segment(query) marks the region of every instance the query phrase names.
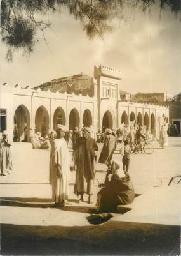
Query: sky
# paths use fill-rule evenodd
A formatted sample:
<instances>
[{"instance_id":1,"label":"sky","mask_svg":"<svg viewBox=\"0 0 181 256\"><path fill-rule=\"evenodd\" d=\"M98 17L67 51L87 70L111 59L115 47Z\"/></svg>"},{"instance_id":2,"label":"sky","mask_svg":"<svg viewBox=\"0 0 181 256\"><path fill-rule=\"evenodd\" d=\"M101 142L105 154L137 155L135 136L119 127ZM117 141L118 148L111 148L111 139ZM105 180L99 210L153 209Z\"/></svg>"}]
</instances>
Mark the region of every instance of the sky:
<instances>
[{"instance_id":1,"label":"sky","mask_svg":"<svg viewBox=\"0 0 181 256\"><path fill-rule=\"evenodd\" d=\"M51 30L28 57L15 52L6 60L0 41L0 82L37 86L83 72L93 76L94 65L121 70L121 89L130 93L181 91L181 21L169 10L154 6L150 13L125 11L126 20L112 21L112 31L90 40L66 10L50 15ZM46 18L44 18L46 19Z\"/></svg>"}]
</instances>

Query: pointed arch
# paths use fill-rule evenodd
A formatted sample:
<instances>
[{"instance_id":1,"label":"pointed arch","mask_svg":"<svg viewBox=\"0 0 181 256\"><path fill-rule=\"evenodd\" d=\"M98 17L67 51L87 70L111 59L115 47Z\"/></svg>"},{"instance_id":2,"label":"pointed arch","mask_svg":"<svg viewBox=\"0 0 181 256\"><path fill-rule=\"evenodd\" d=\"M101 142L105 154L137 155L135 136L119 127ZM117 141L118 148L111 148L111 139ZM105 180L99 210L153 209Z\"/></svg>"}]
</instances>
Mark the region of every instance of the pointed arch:
<instances>
[{"instance_id":1,"label":"pointed arch","mask_svg":"<svg viewBox=\"0 0 181 256\"><path fill-rule=\"evenodd\" d=\"M90 110L86 109L83 114L83 124L84 126L92 125L92 116Z\"/></svg>"},{"instance_id":2,"label":"pointed arch","mask_svg":"<svg viewBox=\"0 0 181 256\"><path fill-rule=\"evenodd\" d=\"M66 117L65 114L64 109L61 107L58 107L53 114L53 128L56 126L57 124L65 125Z\"/></svg>"},{"instance_id":3,"label":"pointed arch","mask_svg":"<svg viewBox=\"0 0 181 256\"><path fill-rule=\"evenodd\" d=\"M46 109L41 105L36 110L35 115L35 132L40 132L41 136L48 134L49 114Z\"/></svg>"},{"instance_id":4,"label":"pointed arch","mask_svg":"<svg viewBox=\"0 0 181 256\"><path fill-rule=\"evenodd\" d=\"M80 125L80 117L77 110L76 108L72 109L69 118L69 129L74 130L75 127Z\"/></svg>"},{"instance_id":5,"label":"pointed arch","mask_svg":"<svg viewBox=\"0 0 181 256\"><path fill-rule=\"evenodd\" d=\"M124 123L124 124L128 125L128 118L126 111L123 111L121 116L121 124Z\"/></svg>"}]
</instances>

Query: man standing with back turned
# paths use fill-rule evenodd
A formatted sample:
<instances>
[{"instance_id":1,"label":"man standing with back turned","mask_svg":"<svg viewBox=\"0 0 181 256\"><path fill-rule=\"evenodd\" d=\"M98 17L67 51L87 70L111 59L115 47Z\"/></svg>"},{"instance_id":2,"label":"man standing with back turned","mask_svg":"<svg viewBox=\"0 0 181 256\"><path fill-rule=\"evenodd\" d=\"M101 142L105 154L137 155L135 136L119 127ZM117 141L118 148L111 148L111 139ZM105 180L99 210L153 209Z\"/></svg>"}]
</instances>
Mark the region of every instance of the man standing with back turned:
<instances>
[{"instance_id":1,"label":"man standing with back turned","mask_svg":"<svg viewBox=\"0 0 181 256\"><path fill-rule=\"evenodd\" d=\"M50 158L50 183L52 186L52 198L56 204L64 206L69 196L70 155L64 138L65 127L57 124L57 137L51 146Z\"/></svg>"}]
</instances>

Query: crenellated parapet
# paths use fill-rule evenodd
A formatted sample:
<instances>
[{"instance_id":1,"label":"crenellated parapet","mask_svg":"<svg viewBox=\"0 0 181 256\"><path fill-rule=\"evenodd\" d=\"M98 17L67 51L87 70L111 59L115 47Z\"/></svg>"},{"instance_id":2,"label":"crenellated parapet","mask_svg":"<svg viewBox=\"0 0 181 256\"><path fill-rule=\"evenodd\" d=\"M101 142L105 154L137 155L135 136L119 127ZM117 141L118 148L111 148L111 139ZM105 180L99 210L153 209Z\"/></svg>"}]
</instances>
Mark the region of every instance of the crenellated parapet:
<instances>
[{"instance_id":1,"label":"crenellated parapet","mask_svg":"<svg viewBox=\"0 0 181 256\"><path fill-rule=\"evenodd\" d=\"M100 76L114 78L116 79L122 79L121 71L115 68L109 68L105 66L100 65L98 67L94 66L94 77L98 79Z\"/></svg>"}]
</instances>

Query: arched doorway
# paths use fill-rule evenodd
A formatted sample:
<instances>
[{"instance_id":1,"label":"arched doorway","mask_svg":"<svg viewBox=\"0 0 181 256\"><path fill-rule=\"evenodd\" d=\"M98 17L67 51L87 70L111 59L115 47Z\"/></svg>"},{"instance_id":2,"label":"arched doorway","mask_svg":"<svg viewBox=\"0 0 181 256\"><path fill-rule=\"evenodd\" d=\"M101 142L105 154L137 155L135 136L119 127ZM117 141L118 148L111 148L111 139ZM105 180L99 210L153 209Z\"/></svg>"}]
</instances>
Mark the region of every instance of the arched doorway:
<instances>
[{"instance_id":1,"label":"arched doorway","mask_svg":"<svg viewBox=\"0 0 181 256\"><path fill-rule=\"evenodd\" d=\"M56 109L53 115L53 123L54 128L57 124L65 125L65 114L61 107L58 107Z\"/></svg>"},{"instance_id":2,"label":"arched doorway","mask_svg":"<svg viewBox=\"0 0 181 256\"><path fill-rule=\"evenodd\" d=\"M69 129L74 130L75 127L79 127L80 124L80 117L79 112L76 109L73 109L69 115Z\"/></svg>"},{"instance_id":3,"label":"arched doorway","mask_svg":"<svg viewBox=\"0 0 181 256\"><path fill-rule=\"evenodd\" d=\"M162 118L161 118L161 124L163 124L165 122L165 115L164 114L162 114Z\"/></svg>"},{"instance_id":4,"label":"arched doorway","mask_svg":"<svg viewBox=\"0 0 181 256\"><path fill-rule=\"evenodd\" d=\"M137 122L136 122L136 117L135 113L132 111L130 116L130 126L136 126Z\"/></svg>"},{"instance_id":5,"label":"arched doorway","mask_svg":"<svg viewBox=\"0 0 181 256\"><path fill-rule=\"evenodd\" d=\"M148 127L149 125L149 117L148 113L145 113L144 115L144 126Z\"/></svg>"},{"instance_id":6,"label":"arched doorway","mask_svg":"<svg viewBox=\"0 0 181 256\"><path fill-rule=\"evenodd\" d=\"M109 110L107 110L102 118L102 128L112 129L113 119L112 116Z\"/></svg>"},{"instance_id":7,"label":"arched doorway","mask_svg":"<svg viewBox=\"0 0 181 256\"><path fill-rule=\"evenodd\" d=\"M137 124L138 126L141 126L143 124L142 116L140 112L137 116Z\"/></svg>"},{"instance_id":8,"label":"arched doorway","mask_svg":"<svg viewBox=\"0 0 181 256\"><path fill-rule=\"evenodd\" d=\"M48 134L49 115L44 107L41 106L36 110L35 115L35 132L40 132L41 136Z\"/></svg>"},{"instance_id":9,"label":"arched doorway","mask_svg":"<svg viewBox=\"0 0 181 256\"><path fill-rule=\"evenodd\" d=\"M14 115L13 141L30 141L30 116L27 108L20 105Z\"/></svg>"},{"instance_id":10,"label":"arched doorway","mask_svg":"<svg viewBox=\"0 0 181 256\"><path fill-rule=\"evenodd\" d=\"M153 113L152 113L151 115L151 132L153 132L154 126L155 126L154 114Z\"/></svg>"},{"instance_id":11,"label":"arched doorway","mask_svg":"<svg viewBox=\"0 0 181 256\"><path fill-rule=\"evenodd\" d=\"M90 126L90 125L92 125L92 116L89 109L86 109L84 112L83 124L84 126Z\"/></svg>"},{"instance_id":12,"label":"arched doorway","mask_svg":"<svg viewBox=\"0 0 181 256\"><path fill-rule=\"evenodd\" d=\"M126 111L124 111L121 116L121 124L124 123L124 124L128 124L128 115Z\"/></svg>"}]
</instances>

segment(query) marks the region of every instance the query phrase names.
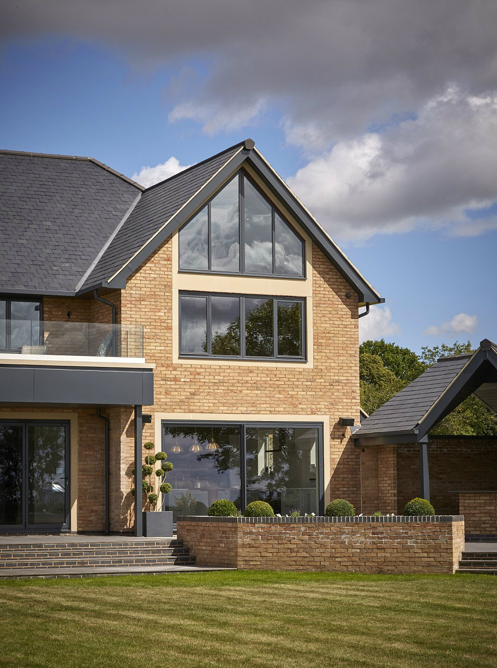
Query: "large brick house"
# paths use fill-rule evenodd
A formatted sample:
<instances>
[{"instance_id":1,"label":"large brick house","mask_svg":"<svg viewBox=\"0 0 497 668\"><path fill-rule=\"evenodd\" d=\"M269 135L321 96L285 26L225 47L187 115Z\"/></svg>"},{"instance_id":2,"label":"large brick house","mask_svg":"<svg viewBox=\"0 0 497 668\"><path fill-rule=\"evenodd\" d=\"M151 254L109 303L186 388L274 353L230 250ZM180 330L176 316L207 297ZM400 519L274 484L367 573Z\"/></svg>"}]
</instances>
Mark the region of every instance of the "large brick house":
<instances>
[{"instance_id":1,"label":"large brick house","mask_svg":"<svg viewBox=\"0 0 497 668\"><path fill-rule=\"evenodd\" d=\"M0 163L0 530L139 534L144 441L176 514L360 506L359 309L383 300L251 140L147 188Z\"/></svg>"}]
</instances>

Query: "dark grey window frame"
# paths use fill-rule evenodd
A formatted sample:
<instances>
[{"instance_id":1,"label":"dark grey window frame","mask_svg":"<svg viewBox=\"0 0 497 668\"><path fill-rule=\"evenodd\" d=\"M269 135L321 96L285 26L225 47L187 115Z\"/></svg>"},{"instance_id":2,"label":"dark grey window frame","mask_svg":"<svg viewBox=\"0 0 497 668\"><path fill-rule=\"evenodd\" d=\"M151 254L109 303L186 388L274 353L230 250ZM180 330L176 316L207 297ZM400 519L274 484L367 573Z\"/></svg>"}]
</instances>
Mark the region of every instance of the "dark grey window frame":
<instances>
[{"instance_id":1,"label":"dark grey window frame","mask_svg":"<svg viewBox=\"0 0 497 668\"><path fill-rule=\"evenodd\" d=\"M23 450L22 450L22 523L21 524L0 524L0 531L45 531L49 529L52 531L71 530L71 423L69 420L0 420L1 424L11 424L23 428ZM65 522L62 524L30 524L28 522L28 429L30 426L43 426L45 425L63 426L65 428Z\"/></svg>"},{"instance_id":2,"label":"dark grey window frame","mask_svg":"<svg viewBox=\"0 0 497 668\"><path fill-rule=\"evenodd\" d=\"M271 225L272 225L272 247L273 247L273 271L272 273L268 274L258 274L252 273L251 272L245 271L245 192L244 192L244 185L243 176L247 178L252 186L257 190L260 194L264 198L264 199L268 202L268 204L271 206L272 213L271 213ZM207 208L207 263L208 269L182 269L181 268L181 258L179 257L179 244L178 244L178 271L181 274L220 274L223 276L256 276L266 278L268 276L273 277L277 279L287 279L293 281L305 281L307 278L306 276L306 240L302 237L302 234L299 234L297 230L295 229L293 225L292 225L286 219L286 216L282 213L280 210L270 201L267 195L266 195L262 190L259 188L259 186L254 182L253 180L250 178L250 175L243 169L239 170L235 174L234 174L229 180L224 184L223 187L227 186L229 183L235 179L238 179L238 238L239 240L239 269L238 271L221 271L219 269L212 269L212 253L211 253L211 202L217 194L217 192L215 193L212 197L207 201L207 204L204 204L201 208L190 216L190 218L181 226L178 230L178 234L181 233L181 230L183 227L185 227L188 223L192 220L195 216L203 210L206 206ZM218 191L219 192L219 191ZM302 275L289 276L288 274L278 274L275 271L275 265L276 261L276 238L275 238L275 222L274 217L275 214L278 214L278 216L282 218L285 224L288 225L290 230L297 235L298 238L300 240L302 244Z\"/></svg>"},{"instance_id":3,"label":"dark grey window frame","mask_svg":"<svg viewBox=\"0 0 497 668\"><path fill-rule=\"evenodd\" d=\"M202 297L207 299L207 347L206 353L183 353L183 335L181 331L182 300L183 297ZM240 304L240 354L239 355L213 355L212 333L211 331L211 298L213 297L234 297L239 299ZM274 355L268 357L256 357L245 354L245 299L272 299L273 300L273 351ZM278 302L296 301L302 305L302 317L300 323L301 337L302 341L302 355L290 356L278 355ZM306 337L306 299L304 297L278 297L274 295L245 295L239 293L205 293L191 290L180 290L179 293L179 341L180 359L245 359L250 361L293 361L305 363L307 358L307 337Z\"/></svg>"},{"instance_id":4,"label":"dark grey window frame","mask_svg":"<svg viewBox=\"0 0 497 668\"><path fill-rule=\"evenodd\" d=\"M316 454L317 461L316 487L318 492L318 514L324 515L324 429L322 422L299 422L298 420L289 422L282 420L271 420L265 422L252 422L244 420L243 422L237 420L161 420L161 447L163 444L164 428L179 427L182 424L198 425L200 427L239 427L240 428L240 505L241 512L247 507L247 427L261 428L262 429L272 429L287 427L291 429L317 429L318 449Z\"/></svg>"},{"instance_id":5,"label":"dark grey window frame","mask_svg":"<svg viewBox=\"0 0 497 668\"><path fill-rule=\"evenodd\" d=\"M30 301L33 303L38 304L39 307L39 343L43 340L43 300L41 299L39 297L25 297L23 295L4 295L0 293L0 301L6 302L6 312L5 312L5 320L6 320L6 343L7 346L3 347L0 346L0 352L1 353L20 353L21 348L12 348L11 342L11 304L13 301ZM37 345L39 344L33 344Z\"/></svg>"}]
</instances>

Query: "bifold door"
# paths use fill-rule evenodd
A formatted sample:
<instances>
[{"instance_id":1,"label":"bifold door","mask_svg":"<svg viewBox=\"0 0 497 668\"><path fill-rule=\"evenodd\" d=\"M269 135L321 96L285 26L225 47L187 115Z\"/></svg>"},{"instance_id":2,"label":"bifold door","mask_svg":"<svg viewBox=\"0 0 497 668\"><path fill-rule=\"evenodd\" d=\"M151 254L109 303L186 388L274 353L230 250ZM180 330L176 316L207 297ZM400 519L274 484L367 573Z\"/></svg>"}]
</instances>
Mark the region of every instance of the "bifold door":
<instances>
[{"instance_id":1,"label":"bifold door","mask_svg":"<svg viewBox=\"0 0 497 668\"><path fill-rule=\"evenodd\" d=\"M69 423L0 420L0 530L69 526Z\"/></svg>"}]
</instances>

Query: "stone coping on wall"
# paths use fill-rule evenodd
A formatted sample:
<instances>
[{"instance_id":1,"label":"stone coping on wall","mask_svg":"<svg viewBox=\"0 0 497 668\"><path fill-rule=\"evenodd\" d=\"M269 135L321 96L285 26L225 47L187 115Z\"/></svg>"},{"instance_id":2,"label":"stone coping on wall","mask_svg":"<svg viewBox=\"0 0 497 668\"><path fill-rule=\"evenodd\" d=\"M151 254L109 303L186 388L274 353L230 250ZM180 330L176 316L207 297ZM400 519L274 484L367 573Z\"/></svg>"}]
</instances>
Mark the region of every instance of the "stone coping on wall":
<instances>
[{"instance_id":1,"label":"stone coping on wall","mask_svg":"<svg viewBox=\"0 0 497 668\"><path fill-rule=\"evenodd\" d=\"M354 517L326 517L320 515L304 517L211 517L208 515L183 515L177 518L178 522L203 522L236 524L339 524L370 522L462 522L462 515L356 515Z\"/></svg>"}]
</instances>

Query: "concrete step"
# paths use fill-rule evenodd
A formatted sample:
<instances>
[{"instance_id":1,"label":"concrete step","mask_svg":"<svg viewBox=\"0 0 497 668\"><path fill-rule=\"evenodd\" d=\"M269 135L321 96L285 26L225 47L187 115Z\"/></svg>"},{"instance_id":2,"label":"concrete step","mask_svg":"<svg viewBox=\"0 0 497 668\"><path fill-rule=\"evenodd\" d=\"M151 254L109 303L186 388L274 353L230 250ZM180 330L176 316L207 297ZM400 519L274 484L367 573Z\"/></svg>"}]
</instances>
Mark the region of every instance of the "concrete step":
<instances>
[{"instance_id":1,"label":"concrete step","mask_svg":"<svg viewBox=\"0 0 497 668\"><path fill-rule=\"evenodd\" d=\"M460 566L457 569L458 573L480 573L485 575L497 575L497 567L494 568L472 568Z\"/></svg>"},{"instance_id":2,"label":"concrete step","mask_svg":"<svg viewBox=\"0 0 497 668\"><path fill-rule=\"evenodd\" d=\"M60 578L93 578L109 575L163 575L165 573L198 572L207 570L233 570L234 568L211 568L187 565L174 566L107 566L100 568L5 568L0 572L0 580L36 580Z\"/></svg>"},{"instance_id":3,"label":"concrete step","mask_svg":"<svg viewBox=\"0 0 497 668\"><path fill-rule=\"evenodd\" d=\"M183 542L175 538L114 541L5 542L0 545L0 572L18 568L95 568L105 566L191 565Z\"/></svg>"}]
</instances>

§ §

■ What this task involves:
Pick out each line in the data above that contains the word "back", and copy those lines.

■ Exercise output:
Query: man standing with back turned
[{"instance_id":1,"label":"man standing with back turned","mask_svg":"<svg viewBox=\"0 0 181 256\"><path fill-rule=\"evenodd\" d=\"M98 17L67 51L87 70L111 59L115 47Z\"/></svg>"},{"instance_id":2,"label":"man standing with back turned","mask_svg":"<svg viewBox=\"0 0 181 256\"><path fill-rule=\"evenodd\" d=\"M101 142L105 154L137 155L135 136L119 127ZM117 141L118 148L111 148L111 139ZM105 180L99 210L153 209Z\"/></svg>"}]
Mark the region of every instance of the man standing with back turned:
[{"instance_id":1,"label":"man standing with back turned","mask_svg":"<svg viewBox=\"0 0 181 256\"><path fill-rule=\"evenodd\" d=\"M50 158L50 183L52 186L52 198L56 204L64 206L69 196L70 155L64 138L65 127L57 124L57 137L51 146Z\"/></svg>"}]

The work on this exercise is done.